[Point labeling dataset excerpts]

= = = = = = =

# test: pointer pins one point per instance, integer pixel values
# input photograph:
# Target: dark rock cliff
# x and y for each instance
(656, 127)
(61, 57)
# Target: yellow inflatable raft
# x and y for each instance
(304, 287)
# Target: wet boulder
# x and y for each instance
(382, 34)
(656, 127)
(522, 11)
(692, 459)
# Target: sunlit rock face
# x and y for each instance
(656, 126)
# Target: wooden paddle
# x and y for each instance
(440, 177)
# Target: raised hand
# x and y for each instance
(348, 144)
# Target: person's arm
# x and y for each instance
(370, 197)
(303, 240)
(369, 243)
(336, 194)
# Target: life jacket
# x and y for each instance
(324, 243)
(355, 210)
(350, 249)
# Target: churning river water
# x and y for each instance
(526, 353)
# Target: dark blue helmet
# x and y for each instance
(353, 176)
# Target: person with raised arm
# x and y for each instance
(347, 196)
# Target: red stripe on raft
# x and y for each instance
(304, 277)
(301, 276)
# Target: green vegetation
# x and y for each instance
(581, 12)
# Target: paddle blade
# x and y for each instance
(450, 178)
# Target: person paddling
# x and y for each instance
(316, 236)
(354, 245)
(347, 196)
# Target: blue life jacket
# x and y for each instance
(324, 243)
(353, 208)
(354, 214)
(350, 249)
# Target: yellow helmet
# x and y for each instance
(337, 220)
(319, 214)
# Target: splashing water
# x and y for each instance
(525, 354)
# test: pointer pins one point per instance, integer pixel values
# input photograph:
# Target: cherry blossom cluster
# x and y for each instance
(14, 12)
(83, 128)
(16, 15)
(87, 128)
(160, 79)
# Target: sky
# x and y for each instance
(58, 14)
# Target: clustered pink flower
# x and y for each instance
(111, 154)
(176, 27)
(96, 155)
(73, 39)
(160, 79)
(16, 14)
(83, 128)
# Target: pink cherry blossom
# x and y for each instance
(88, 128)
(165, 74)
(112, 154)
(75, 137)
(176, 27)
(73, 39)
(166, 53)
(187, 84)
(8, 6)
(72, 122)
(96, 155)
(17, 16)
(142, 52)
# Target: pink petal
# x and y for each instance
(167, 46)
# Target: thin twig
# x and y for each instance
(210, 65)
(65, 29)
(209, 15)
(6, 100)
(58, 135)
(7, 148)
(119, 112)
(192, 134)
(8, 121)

= = = = = = =

### WRITTEN TASK
Please output the complete data exactly.

### ANSWER TO THIS EXERCISE
# test: pointer pins one point per instance, integer pixel values
# input photograph:
# Target: dark rock cliff
# x and y for each instance
(656, 127)
(61, 57)
# Target: yellow inflatable raft
# x and y for each instance
(304, 287)
# Target: wet boulder
# x and y for each instance
(382, 34)
(656, 127)
(522, 11)
(692, 459)
# Target: sunlit rock face
# x and y for each instance
(656, 126)
# Target: wooden paddle
# x and y for each instance
(440, 177)
# Target: raised hand
# x and y for each instance
(348, 144)
# Target: person's arm
# x and y for each instance
(370, 197)
(303, 240)
(369, 243)
(336, 194)
# Target: life jacket
# x and y for each instance
(324, 243)
(355, 210)
(350, 249)
# Target: churning river water
# x and y for each instance
(526, 353)
# Target: dark blue helmet
# x and y for each instance
(353, 176)
# Target: person with raised arm
# x and y for each instance
(347, 196)
# Target: red stripe on raft
# x and y for each instance
(304, 277)
(301, 276)
# Target: green vegetation
# x and y for each instance
(581, 12)
# Target: paddle blade
# x and y for each instance
(450, 178)
# Target: person paddling
# x and y for each instance
(316, 236)
(354, 245)
(347, 196)
# Target: blue life jacket
# x and y for each instance
(324, 243)
(353, 208)
(354, 214)
(350, 249)
# Target: yellow helmet
# x and y for each instance
(337, 220)
(319, 214)
# Target: splashing water
# x and y for each instance
(525, 354)
# test: pointer pins one point per instance, integer pixel values
# input photograph:
# Target: cherry blossom cluster
# x and y for each instance
(14, 12)
(83, 128)
(16, 15)
(87, 128)
(160, 79)
# Target: sky
# x and y for each instance
(58, 14)
# Target: clustered pink flower
# x and y for each instance
(111, 154)
(176, 27)
(96, 155)
(73, 39)
(160, 79)
(16, 14)
(83, 128)
# Target: pink cherry blossom
# x and y for each instance
(88, 128)
(165, 74)
(112, 154)
(75, 137)
(176, 27)
(73, 39)
(166, 53)
(187, 84)
(8, 6)
(72, 122)
(96, 155)
(17, 16)
(142, 52)
# Target: pink petal
# x and y for each instance
(167, 46)
# Target: thin twig
# x and y for each instance
(210, 65)
(65, 29)
(209, 15)
(6, 100)
(58, 135)
(7, 148)
(119, 112)
(192, 134)
(8, 121)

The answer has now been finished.